__PASSAGE TO READ__:
-- Begin --
Re: Luminous Bluestore OSDs crashing with ASSERT

[Date Prev][Date Next][Thread Prev][Thread Next][Date Index][Thread Index]

 



Hello Igor,

there's absolutely nothing in the logs before.

What do those lines mean:
Put( Prefix = O key =
0x7f8000000000000001cc45c881217262'd_data.4303206b8b4567.0000000000009632!='0xfffffffffffffffeffffffffffffffff6f00120000'x'
Value size = 480)
Put( Prefix = O key =
0x7f8000000000000001cc45c881217262'd_data.4303206b8b4567.0000000000009632!='0xfffffffffffffffeffffffffffffffff'o'
Value size = 510)

on the right size i always see 0xfffffffffffffffeffffffffffffffff on all
failed OSDs.

greets,
Stefan
Am 19.01.20 um 14:07 schrieb Stefan Priebe - Profihost AG:
> Yes, except that this happens on 8 different clusters with different hw but same ceph version and same kernel version.
> 
> Greets,
> Stefan
> 
>> Am 19.01.2020 um 11:53 schrieb Igor Fedotov <ifedotov@xxxxxxx>:
>>
>> So the intermediate summary is:
>>
>> Any OSD in the cluster can experience interim RocksDB checksum failure. Which isn't present after OSD restart.
>>
>> No HW issues observed, no persistent artifacts (except OSD log) afterwards.
>>
>> And looks like the issue is rather specific to the cluster as no similar reports from other users seem to be present.
>>
>>
>> Sorry, I'm out of ideas other then collect all the failure logs and try to find something common in them. May be this will shed some light..
>>
>> BTW from my experience it might make sense to inspect OSD log prior to failure (any error messages and/or prior restarts, etc) sometimes this might provide some hints.
>>
>>
>> Thanks,
>>
>> Igor
>>
>>
>>> On 1/17/2020 2:30 PM, Stefan Priebe - Profihost AG wrote:
>>> HI Igor,
>>>
>>>> Am 17.01.20 um 12:10 schrieb Igor Fedotov:
>>>> hmmm..
>>>>
>>>> Just in case - suggest to check H/W errors with dmesg.
>>> this happens on around 80 nodes - i don't expect all of those have not
>>> identified hw errors. Also all of them are monitored - no dmesg outpout
>>> contains any errors.
>>>
>>>> Also there are some (not very much though) chances this is another
>>>> incarnation of the following bug:
>>>> https://tracker.ceph.com/issues/22464
>>>> https://github.com/ceph/ceph/pull/24649
>>>>
>>>> The corresponding PR works around it for main device reads (user data
>>>> only!) but theoretically it might still happen
>>>>
>>>> either for DB device or DB data at main device.
-- End --
__WHAT TO PRODUCE__: Carry on the mailing-list thread about Luminous Bluestore OSDs crashing, starting right after its last line. None of the material that follows is needed for this.

__GIVEN MATERIAL__:
-- Begin --
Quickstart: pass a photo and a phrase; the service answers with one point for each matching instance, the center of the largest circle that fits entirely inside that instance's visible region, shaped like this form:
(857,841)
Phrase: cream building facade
-- End --
__ANSWER FOR THE TASK__:
>>>>
>>>> Can you observe any bluefs spillovers? Are there any correlation between
>>>> failing OSDs and spillover presence if any, e.g. failing OSDs always
>>>> have a spillover. While OSDs without spillovers never face the issue...
>>>>
>>>> To validate this hypothesis one can try to monitor/check (e.g. once a
>>>> day for a week or something) "bluestore_reads_with_retries" counter over
>>>> OSDs to learn if the issue is happening
>>>>
>>>> in the system.  Non-zero values mean it's there for user data/main
>>>> device and hence is likely to happen for DB ones as well (which doesn't
>>>> have any workaround yet).
>>> OK i checked bluestore_reads_with_retries on 360 osds but all of them say 0.
>>>
>>>
>>>> Additionally you might want to monitor memory usage as the above
>>>> mentioned PR denotes high memory pressure as potential trigger for these
>>>> read errors. So if such pressure happens the hypothesis becomes more valid.
>>> we already do this heavily and have around 10GB of memory per OSD. Also
>>> no of those machines show any io pressure at all.
>>>
>>> All hosts show a constant rate of around 38GB to 45GB mem available in
>>> /proc/meminfo.
>>>
>>> Stefan
>>>
>>>> Thanks,
>>>>
>>>> Igor
>>>>
>>>> PS. Everything above is rather a speculation for now. Available
>>>> information is definitely not enough for extensive troubleshooting the
>>>> cases which happens that rarely.
>>>>
>>>> You might want to start collecting failure-related information
>>>> (including but not limited to failure logs, perf counter dumps, system
>>>> resource reports etc) for future analysis.
>>>>
>>>>
>>>>
>>>> On 1/16/2020 11:58 PM, Stefan Priebe - Profihost AG wrote:
>>>>> Hi Igor,
>>>>>
>>>>> answers inline.
>>>>>
>>>>> Am 16.01.20 um 21:34 schrieb Igor Fedotov:
>>>>>> you may want to run fsck against failing OSDs. Hopefully it will shed
>>>>>> some light.
>>>>> fsck just says everything fine:
>>>>>
>>>>> # ceph-bluestore-tool --command fsck --path /var/lib/ceph/osd/ceph-27/
>>>>> fsck success
>>>>>
>>>>>
>>>>>> Also wondering if OSD is able to recover (startup and proceed working)
>>>>>> after facing the issue?
>>>>> no recover needed. It just runs forever after restarting.
>>>>>
>>>>>> If so do you have any one which failed multiple times? Do you have logs
>>>>>> for these occurrences?
>>>>> may be but there are most probably weeks or month between those failures
>>>>> - most probably logs are already deleted.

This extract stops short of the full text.